§ Required action A
List the dates shown at the top of the article on benign paroxysmal positional vertigo, each with the event it marks.
§ Required action B
According to the article on benign paroxysmal positional vertigo, how many patients with BPPV were included in the study?

§ Text for analysis
Date of Submission15-Jul-2019
Date of Decision10-Jun-2019
Date of Acceptance16-Jul-2019
Date of Web Publication10-Feb-2020

Correspondence Address:
Iman Eladawy
MD of Audio Vestibular Medicine, Lecturer of Audio Vestibular Medicine, Al-Azhar Faculty of Medicine for Girls 6 Elkhabeer Street Elzaytoon Cairo
Login to access the Email id

Source of Support: None, Conflict of Interest: None

DOI: 10.4103/sjamf.sjamf_67_19

Get Permissions


Background Benign paroxysmal positional vertigo (BPPV) is the most common cause of vertigo. Approximately 20% of all dizziness is due to BPPV.
Objective To assess the peripheral vestibular function in a group of patients with BPPV versus group of normal population by using the cervical vestibular evoked myogenic potential (cVEMP) and video head impulse test (vHIT).
Materials and methods This is a comparative cross-sectional study. A total of 60 individuals [20 apparently healthy controls (40 ears) and 40 patients with BPPV, who initially were diagnosed by Dix–Hallpike test/supine roll test], were included in the study. All participants gave their written consent before participation in the study. The control as well as the study group was subjected to basic audiological evaluation and vestibular evaluation.
Results Regarding the vHIT, there was a statistically significant difference between control and study groups regarding the left vertical canal gain and the asymmetry (P<0.005). There was a highly statistical significant difference in cVEMP latencies, amplitude, and asymmetry between patients with BPPV and controls (P<0.001). There was a significant difference in latencies as well as amplitude of both P13 and N23 between the affected ear and the nonaffected ear in patients with unilateral primary BPPV.
Conclusion Significant abnormal cVEMP in BPPV may indicate saccular involvement in the BPPV pathophysiology, which needs more research to prove or disprove it. Abnormal vHIT gain and asymmetry of the left vertical canal only needs more research in a large sample size.

Keywords: benign paroxysmal positional vertigo, cervical vestibular evoked myogenic potential, video head impulse test

How to cite this article:
Elgohary M, Eladawy I, Elshahat S. Cervical vestibular evoked myogenic potential and video head impulse test findings in benign paroxysmal positional vertigo. Sci J Al-Azhar Med Fac Girls 2019;3:612-7

How to cite this URL:
Elgohary M, Eladawy I, Elshahat S. Cervical vestibular evoked myogenic potential and video head impulse test findings in benign paroxysmal positional vertigo. Sci J Al-Azhar Med Fac Girls [serial online] 2019 [cited 2020 Oct 24];3:612-7. Available from: http://www.sjamf.eg.net/text.asp?2019/3/3/612/278038

  Introduction Top

Benign paroxysmal positional vertigo (BPPV) is the most common cause of vertigo; ∼20% of all dizziness is due to BPPV [1]. It is a clinical syndrome characterized by brief recurrent episodes of vertigo triggered by changes in head position with respect to gravity [2]. One of the most accepted theory of its pathophysiology is that it occurs when some of the calcium carbonate crystals (otoconia) are normally embedded in gel in the utricle become dislodged and migrate into one or more of the three fluid-filled semicircular canals, where they are not supposed to be [1].

Text-to-region grounding data:
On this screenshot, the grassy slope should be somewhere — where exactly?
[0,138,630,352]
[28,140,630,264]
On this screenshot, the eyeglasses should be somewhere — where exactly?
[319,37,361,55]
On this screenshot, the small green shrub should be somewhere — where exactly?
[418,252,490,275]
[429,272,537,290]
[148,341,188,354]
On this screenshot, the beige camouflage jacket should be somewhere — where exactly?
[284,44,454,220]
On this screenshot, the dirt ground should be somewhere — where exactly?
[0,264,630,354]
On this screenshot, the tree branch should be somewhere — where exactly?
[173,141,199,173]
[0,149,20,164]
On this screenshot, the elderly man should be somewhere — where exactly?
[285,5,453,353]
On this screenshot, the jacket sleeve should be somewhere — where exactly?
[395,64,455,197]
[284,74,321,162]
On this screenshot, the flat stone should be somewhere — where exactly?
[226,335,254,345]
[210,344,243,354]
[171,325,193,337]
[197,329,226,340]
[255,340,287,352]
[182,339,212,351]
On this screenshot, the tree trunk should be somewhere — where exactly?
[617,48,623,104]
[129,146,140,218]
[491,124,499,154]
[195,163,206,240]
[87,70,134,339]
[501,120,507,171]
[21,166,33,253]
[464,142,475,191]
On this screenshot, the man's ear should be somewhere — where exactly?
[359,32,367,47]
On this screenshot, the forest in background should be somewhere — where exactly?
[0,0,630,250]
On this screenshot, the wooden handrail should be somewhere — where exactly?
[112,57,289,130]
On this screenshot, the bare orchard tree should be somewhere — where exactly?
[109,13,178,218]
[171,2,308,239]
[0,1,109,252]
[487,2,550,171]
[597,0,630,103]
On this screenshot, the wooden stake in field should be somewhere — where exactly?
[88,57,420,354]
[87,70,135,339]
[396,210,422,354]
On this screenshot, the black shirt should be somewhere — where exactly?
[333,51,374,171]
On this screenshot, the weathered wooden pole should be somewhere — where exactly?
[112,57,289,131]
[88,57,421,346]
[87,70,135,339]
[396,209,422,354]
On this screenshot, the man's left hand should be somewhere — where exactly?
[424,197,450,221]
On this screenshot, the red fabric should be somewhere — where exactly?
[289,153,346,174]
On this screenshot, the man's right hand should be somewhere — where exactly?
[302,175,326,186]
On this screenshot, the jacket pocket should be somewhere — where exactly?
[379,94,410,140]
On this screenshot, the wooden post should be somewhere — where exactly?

§ Final answer A
Submission: 15-Jul-2019
Decision: 10-Jun-2019
Acceptance: 16-Jul-2019
Web Publication: 10-Feb-2020

§ Final answer B
40 patients with BPPV